▸ **Task statement**
Reproduce the lines of the data below verbatim, from the line with "# Can you find the blurred background figure" to the line with "[57,50,70,62]", both included. Leave the pictures out of your answer.

▸ **Dataset excerpt**
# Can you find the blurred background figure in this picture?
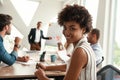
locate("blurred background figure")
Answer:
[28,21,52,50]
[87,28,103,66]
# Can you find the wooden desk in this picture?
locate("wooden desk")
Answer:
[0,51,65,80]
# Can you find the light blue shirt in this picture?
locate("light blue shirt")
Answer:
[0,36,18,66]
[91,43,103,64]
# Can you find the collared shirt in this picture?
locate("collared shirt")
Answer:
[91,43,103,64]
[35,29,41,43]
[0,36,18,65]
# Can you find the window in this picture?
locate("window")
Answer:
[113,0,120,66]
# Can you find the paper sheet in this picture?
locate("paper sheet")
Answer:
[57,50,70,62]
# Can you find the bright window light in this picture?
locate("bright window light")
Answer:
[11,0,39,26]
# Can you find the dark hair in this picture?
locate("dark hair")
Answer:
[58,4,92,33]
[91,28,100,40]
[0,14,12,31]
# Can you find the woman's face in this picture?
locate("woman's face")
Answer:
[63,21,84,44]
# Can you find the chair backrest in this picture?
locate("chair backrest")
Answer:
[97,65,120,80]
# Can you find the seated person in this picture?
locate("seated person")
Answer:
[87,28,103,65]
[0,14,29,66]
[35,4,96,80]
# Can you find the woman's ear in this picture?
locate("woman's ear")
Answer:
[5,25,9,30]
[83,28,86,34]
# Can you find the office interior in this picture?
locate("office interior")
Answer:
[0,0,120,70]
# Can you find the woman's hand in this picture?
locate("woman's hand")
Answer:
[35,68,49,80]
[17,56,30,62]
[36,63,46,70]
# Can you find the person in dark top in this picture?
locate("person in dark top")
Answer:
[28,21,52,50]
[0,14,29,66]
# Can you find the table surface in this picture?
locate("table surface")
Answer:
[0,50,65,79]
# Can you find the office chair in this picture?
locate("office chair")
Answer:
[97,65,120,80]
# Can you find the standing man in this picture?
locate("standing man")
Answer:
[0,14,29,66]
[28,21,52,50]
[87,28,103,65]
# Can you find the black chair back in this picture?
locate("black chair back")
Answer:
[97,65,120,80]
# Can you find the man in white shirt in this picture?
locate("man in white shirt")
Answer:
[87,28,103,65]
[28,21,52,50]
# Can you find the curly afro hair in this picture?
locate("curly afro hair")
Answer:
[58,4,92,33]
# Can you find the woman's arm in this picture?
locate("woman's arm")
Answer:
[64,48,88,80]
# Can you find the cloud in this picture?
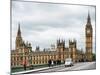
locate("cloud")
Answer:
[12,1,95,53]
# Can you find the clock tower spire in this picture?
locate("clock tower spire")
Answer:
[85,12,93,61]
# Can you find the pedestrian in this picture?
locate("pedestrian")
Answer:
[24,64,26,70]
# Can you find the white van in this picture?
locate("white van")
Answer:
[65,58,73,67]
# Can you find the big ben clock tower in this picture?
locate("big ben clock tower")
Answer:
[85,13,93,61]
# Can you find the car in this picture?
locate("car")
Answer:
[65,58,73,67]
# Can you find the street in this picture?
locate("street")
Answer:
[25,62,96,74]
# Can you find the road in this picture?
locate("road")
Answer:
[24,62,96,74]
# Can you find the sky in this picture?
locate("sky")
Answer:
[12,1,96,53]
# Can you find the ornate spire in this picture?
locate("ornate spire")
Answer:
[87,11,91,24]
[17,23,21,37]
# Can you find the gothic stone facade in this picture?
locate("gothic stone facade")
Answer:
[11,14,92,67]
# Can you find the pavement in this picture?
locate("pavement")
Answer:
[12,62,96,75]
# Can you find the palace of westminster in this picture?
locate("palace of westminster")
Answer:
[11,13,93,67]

==

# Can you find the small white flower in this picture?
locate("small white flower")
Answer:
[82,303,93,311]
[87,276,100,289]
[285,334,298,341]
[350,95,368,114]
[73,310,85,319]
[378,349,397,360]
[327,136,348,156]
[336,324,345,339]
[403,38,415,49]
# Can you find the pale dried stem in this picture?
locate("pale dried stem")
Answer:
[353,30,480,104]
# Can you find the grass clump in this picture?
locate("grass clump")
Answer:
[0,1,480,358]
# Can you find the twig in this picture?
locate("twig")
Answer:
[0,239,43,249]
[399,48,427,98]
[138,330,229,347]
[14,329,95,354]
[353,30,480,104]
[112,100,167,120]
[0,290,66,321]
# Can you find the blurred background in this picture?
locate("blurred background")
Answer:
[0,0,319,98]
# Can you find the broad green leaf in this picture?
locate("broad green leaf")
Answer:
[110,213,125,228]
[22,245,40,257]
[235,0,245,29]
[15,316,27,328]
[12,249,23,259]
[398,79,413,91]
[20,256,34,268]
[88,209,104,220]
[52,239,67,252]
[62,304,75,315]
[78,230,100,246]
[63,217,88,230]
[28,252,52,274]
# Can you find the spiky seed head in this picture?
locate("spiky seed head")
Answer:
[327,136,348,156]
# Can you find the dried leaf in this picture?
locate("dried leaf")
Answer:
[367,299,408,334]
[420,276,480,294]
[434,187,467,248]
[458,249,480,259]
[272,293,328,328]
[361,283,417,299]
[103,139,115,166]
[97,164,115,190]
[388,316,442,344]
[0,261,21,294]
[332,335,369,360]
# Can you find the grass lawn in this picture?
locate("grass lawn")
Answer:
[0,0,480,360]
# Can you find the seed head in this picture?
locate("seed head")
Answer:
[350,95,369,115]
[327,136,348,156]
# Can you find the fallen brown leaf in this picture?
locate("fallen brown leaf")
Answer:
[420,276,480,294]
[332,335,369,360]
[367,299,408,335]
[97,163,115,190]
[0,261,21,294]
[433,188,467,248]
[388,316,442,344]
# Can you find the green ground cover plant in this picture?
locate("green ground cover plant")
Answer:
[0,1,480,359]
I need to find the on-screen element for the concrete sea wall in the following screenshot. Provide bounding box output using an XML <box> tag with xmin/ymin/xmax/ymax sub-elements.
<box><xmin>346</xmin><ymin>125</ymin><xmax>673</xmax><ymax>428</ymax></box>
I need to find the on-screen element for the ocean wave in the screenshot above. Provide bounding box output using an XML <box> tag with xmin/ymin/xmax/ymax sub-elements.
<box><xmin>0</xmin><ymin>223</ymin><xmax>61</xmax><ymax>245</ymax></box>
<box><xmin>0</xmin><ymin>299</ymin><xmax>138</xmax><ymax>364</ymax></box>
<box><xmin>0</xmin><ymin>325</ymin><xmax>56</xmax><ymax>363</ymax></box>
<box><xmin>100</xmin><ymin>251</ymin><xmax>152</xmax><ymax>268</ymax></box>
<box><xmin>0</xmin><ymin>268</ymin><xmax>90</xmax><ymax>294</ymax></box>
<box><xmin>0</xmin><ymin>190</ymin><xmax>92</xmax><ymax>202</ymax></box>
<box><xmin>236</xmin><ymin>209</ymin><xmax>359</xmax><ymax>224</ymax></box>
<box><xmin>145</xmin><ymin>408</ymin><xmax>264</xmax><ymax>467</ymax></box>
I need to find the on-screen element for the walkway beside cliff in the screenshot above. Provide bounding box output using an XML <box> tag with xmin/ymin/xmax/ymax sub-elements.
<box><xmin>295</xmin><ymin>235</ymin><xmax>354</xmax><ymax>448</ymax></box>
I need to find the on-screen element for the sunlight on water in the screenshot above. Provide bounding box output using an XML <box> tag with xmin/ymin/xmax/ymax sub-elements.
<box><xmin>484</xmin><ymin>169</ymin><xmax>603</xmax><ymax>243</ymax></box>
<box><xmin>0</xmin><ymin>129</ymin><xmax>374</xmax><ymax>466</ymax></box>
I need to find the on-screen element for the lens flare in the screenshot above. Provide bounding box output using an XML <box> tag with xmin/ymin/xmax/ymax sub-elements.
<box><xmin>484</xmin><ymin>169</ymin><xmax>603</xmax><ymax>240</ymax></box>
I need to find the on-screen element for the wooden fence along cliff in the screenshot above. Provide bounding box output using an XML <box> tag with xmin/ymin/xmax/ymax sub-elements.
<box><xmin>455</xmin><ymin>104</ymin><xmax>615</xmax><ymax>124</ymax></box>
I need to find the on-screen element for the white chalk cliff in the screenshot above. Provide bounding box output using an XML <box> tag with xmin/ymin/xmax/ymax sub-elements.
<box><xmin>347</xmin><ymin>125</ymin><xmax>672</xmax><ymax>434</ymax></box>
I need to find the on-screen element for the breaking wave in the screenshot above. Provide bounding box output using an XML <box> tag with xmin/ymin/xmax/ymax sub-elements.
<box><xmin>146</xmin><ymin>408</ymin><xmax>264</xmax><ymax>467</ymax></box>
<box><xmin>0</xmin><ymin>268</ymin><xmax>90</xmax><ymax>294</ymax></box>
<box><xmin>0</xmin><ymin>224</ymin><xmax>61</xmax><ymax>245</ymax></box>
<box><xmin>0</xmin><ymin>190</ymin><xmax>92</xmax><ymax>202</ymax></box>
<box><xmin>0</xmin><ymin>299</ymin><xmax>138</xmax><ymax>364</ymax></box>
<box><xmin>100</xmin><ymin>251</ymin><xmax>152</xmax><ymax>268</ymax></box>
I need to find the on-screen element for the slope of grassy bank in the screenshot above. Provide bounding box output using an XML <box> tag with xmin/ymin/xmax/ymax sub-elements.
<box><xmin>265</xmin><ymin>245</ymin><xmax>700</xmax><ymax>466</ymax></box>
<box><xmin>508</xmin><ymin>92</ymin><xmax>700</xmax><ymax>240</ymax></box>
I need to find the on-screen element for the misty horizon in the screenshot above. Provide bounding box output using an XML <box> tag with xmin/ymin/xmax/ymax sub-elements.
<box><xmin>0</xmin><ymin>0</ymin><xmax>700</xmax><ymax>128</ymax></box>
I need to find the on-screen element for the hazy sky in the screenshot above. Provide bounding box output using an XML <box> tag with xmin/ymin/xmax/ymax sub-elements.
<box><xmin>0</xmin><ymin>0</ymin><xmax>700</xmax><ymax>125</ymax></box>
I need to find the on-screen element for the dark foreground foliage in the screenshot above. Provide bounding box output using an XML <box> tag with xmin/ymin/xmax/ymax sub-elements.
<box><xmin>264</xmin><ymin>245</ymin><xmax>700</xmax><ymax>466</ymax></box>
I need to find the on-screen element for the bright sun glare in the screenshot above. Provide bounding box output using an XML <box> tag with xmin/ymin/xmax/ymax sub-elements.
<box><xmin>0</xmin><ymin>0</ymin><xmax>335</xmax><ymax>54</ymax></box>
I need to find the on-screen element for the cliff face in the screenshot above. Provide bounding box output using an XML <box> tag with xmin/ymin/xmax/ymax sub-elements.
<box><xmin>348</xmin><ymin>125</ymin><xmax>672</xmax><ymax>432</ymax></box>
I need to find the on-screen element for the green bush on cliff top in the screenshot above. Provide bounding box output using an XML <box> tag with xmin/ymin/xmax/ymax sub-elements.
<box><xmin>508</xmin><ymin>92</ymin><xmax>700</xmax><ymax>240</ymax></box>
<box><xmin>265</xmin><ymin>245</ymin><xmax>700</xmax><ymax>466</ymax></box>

▸ **Written answer**
# Can you find the blurred background figure in this picture?
locate("blurred background figure")
Answer:
[28,21,52,50]
[87,28,103,66]
# Can you find the wooden desk in this picture?
locate("wooden desk")
Answer:
[0,51,65,80]
# Can you find the light blue shirt in this picture?
locate("light blue shirt")
Answer:
[0,36,18,66]
[91,43,103,64]
# Can you find the collared shirt in this picture?
locate("collared shirt")
Answer:
[91,43,103,64]
[35,29,41,43]
[0,36,18,65]
# Can you find the window in this picture?
locate("window")
Answer:
[113,0,120,66]
# Can you find the paper sheet in this picture?
locate("paper sheet")
Answer:
[57,50,70,62]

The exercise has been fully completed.